Data excerpts:
^^^^
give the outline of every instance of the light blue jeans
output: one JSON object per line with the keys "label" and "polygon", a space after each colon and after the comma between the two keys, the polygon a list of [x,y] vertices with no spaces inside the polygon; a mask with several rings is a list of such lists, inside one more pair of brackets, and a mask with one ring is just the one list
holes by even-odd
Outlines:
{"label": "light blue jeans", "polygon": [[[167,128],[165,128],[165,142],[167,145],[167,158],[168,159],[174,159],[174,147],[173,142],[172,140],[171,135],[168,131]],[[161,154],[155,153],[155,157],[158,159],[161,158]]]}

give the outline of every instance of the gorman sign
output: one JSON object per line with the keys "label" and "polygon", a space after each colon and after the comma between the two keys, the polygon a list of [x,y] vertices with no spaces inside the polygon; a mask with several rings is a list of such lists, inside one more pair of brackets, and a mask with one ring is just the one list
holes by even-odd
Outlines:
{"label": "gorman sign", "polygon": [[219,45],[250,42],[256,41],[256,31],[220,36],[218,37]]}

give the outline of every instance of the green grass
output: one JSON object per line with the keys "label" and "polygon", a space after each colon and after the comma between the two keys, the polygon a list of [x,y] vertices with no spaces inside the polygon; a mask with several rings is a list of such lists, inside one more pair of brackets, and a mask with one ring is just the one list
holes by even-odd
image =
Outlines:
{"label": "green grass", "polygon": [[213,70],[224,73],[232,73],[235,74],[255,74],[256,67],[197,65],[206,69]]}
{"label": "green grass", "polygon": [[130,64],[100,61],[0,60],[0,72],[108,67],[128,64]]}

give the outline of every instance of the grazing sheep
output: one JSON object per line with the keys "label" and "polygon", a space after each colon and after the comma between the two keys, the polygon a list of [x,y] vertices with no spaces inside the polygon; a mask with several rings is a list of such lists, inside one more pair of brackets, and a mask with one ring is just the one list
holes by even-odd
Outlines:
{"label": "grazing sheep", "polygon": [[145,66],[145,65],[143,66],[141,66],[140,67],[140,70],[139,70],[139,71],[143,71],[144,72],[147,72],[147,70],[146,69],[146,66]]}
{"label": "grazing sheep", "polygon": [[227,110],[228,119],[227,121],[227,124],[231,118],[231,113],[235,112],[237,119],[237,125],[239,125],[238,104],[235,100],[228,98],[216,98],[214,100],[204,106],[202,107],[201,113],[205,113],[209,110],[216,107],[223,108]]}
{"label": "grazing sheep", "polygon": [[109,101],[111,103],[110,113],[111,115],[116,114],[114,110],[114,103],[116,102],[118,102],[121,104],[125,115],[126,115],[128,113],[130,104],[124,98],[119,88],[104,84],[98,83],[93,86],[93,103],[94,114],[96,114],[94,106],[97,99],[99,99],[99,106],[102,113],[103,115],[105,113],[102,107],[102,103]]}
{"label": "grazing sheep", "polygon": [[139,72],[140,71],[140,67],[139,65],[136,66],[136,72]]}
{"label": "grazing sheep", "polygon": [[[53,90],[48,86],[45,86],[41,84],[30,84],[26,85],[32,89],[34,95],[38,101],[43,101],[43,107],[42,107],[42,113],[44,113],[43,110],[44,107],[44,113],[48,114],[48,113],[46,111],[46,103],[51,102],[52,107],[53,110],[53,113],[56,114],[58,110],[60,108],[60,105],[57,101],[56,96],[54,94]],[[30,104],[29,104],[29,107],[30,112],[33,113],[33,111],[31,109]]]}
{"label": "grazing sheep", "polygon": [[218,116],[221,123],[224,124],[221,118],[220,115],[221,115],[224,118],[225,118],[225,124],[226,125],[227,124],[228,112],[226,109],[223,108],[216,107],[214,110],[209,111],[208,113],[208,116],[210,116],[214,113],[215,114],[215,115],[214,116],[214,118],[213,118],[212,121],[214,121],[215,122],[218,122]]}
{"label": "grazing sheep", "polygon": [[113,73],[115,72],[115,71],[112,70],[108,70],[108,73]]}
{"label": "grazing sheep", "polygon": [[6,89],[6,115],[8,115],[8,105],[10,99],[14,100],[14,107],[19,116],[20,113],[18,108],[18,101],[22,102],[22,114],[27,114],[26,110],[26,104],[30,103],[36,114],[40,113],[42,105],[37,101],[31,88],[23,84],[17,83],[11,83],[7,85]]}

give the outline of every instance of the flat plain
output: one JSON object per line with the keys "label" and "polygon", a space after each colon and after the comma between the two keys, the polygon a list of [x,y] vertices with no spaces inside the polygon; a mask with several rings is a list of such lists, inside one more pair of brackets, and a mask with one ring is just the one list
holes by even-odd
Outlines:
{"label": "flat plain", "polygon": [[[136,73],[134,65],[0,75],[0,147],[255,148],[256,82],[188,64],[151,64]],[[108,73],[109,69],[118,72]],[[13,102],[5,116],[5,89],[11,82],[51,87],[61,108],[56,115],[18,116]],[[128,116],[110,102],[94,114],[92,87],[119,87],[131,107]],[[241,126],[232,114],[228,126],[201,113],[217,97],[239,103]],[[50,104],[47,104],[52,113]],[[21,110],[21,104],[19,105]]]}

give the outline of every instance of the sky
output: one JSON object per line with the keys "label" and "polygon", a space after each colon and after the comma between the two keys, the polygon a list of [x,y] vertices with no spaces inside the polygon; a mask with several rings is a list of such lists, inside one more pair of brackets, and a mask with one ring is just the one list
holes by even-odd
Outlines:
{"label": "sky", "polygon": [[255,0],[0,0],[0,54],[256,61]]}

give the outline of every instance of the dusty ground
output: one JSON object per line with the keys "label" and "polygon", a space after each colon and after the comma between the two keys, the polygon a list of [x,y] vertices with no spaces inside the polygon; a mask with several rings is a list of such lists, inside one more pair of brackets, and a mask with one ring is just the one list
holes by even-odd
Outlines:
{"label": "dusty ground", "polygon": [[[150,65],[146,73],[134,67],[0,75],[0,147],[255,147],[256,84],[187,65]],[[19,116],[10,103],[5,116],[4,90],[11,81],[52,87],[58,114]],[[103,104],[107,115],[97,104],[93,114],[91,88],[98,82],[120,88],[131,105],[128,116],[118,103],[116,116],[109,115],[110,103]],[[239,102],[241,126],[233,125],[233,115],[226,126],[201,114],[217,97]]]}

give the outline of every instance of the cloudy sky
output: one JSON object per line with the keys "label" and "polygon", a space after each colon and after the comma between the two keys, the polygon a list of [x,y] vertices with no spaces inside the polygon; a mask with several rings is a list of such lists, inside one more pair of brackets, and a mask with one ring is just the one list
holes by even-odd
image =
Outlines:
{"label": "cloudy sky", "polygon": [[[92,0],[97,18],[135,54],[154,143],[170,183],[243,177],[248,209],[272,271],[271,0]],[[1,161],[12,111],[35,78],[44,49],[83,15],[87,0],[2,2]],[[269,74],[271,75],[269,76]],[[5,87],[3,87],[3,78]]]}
^^^^
Written request:
Starting at the line that contains "give the outline of every instance of the dusty" and ending at the final line above, write out those lines again in full, requests included. Scale every polygon vertex coordinate in the outlines by 2.6 and round each result to a whole number, with halves rounded up.

Exercise output:
give the outline of every instance of the dusty ground
output: one JSON object per line with the keys "label" and "polygon", a space after each colon and after the comma between the two keys, the polygon a list of [x,y] vertices with no spaces inside the polygon; a mask with several rings is a list of such lists, inside one more pair of brackets, and a mask with one ring is just the one list
holes by even-odd
Outlines:
{"label": "dusty ground", "polygon": [[[390,169],[380,190],[348,174],[0,195],[0,382],[663,382],[666,218],[486,169]],[[49,302],[26,268],[13,302],[10,234],[29,211],[135,226],[151,296]],[[268,270],[278,299],[252,270],[242,296],[237,229],[255,213],[312,229],[341,273],[333,302],[307,268],[302,302],[283,299],[286,268]],[[621,265],[627,328],[606,325],[606,299],[588,328],[523,296],[564,252]]]}

give the outline of every instance of the cloudy sky
output: one JSON object per line with the keys "label" and "polygon", a space after each colon and after the comma between the two keys, the polygon a list of [x,y] vertices with no spaces inside the polygon; a mask with several rings is a list of such lists, inside one more pair of brackets, and a mask with one ring is just the one list
holes by even-odd
image =
Outlines:
{"label": "cloudy sky", "polygon": [[[239,0],[252,47],[351,140],[400,372],[442,476],[632,460],[645,543],[707,705],[705,0]],[[3,419],[31,289],[91,203],[114,127],[216,39],[226,0],[5,5]],[[699,192],[705,195],[699,198]],[[13,226],[8,226],[8,203]]]}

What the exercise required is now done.